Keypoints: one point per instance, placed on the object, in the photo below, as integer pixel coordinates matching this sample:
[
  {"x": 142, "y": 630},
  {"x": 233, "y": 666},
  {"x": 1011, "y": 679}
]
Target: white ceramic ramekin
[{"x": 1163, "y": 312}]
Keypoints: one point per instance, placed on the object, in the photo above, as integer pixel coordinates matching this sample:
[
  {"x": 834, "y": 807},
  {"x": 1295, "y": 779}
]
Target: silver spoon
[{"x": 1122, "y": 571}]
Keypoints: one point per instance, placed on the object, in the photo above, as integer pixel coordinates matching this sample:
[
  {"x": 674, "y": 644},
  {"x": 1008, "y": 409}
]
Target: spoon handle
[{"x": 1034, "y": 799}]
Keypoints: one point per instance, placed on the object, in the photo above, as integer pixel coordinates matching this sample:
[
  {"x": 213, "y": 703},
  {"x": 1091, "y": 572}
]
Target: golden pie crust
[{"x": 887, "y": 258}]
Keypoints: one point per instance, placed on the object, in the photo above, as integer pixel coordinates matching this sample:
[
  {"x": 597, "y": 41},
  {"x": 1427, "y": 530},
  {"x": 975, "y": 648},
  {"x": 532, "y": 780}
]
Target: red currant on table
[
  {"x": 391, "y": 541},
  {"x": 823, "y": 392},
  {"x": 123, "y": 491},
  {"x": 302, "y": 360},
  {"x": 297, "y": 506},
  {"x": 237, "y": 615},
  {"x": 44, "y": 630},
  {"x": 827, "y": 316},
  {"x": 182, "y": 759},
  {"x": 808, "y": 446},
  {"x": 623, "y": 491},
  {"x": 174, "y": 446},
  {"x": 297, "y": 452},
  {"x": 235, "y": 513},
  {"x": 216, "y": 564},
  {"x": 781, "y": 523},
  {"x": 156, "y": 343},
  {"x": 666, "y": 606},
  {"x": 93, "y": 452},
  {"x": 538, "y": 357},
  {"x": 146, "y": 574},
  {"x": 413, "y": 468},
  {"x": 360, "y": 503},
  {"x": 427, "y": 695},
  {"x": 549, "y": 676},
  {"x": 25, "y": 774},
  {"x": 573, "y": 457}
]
::::
While keeping every line the same, please copy out all the records.

» REPLY:
Keypoints: one point per instance, placed on the object, in the photo below, as integer pixel coordinates matching this sample:
[
  {"x": 142, "y": 630},
  {"x": 233, "y": 666},
  {"x": 1011, "y": 679}
]
Target: white ceramic ramekin
[{"x": 1163, "y": 312}]
Keypoints: one point per instance, placed on the object, in the photo above, as integer pixel coordinates matching this sample:
[
  {"x": 834, "y": 807},
  {"x": 1295, "y": 779}
]
Target: silver spoon
[{"x": 1122, "y": 571}]
Keypoints: one point per instance, placed on the object, in the photo above, as integer pixel coordinates matching this sample:
[
  {"x": 674, "y": 644},
  {"x": 1008, "y": 409}
]
Target: spoon handle
[{"x": 1034, "y": 799}]
Keypoints: one point per instance, placed on the object, in the photo above, as integer pixel coordinates matching this sample:
[
  {"x": 213, "y": 703},
  {"x": 1091, "y": 572}
]
Target: golden pie crust
[{"x": 887, "y": 258}]
Keypoints: one point per instance, placed on the object, in the photo above, as integer pixel coordinates matching this sample:
[
  {"x": 597, "y": 41},
  {"x": 1427, "y": 530},
  {"x": 975, "y": 648},
  {"x": 532, "y": 780}
]
Target: red currant on table
[
  {"x": 391, "y": 541},
  {"x": 823, "y": 392},
  {"x": 123, "y": 491},
  {"x": 302, "y": 360},
  {"x": 297, "y": 506},
  {"x": 237, "y": 615},
  {"x": 44, "y": 630},
  {"x": 827, "y": 316},
  {"x": 182, "y": 759},
  {"x": 808, "y": 446},
  {"x": 623, "y": 491},
  {"x": 174, "y": 446},
  {"x": 297, "y": 452},
  {"x": 235, "y": 513},
  {"x": 216, "y": 564},
  {"x": 781, "y": 523},
  {"x": 156, "y": 343},
  {"x": 666, "y": 606},
  {"x": 93, "y": 452},
  {"x": 538, "y": 357},
  {"x": 146, "y": 574},
  {"x": 413, "y": 468},
  {"x": 360, "y": 503},
  {"x": 427, "y": 695},
  {"x": 549, "y": 676},
  {"x": 25, "y": 774},
  {"x": 573, "y": 457}
]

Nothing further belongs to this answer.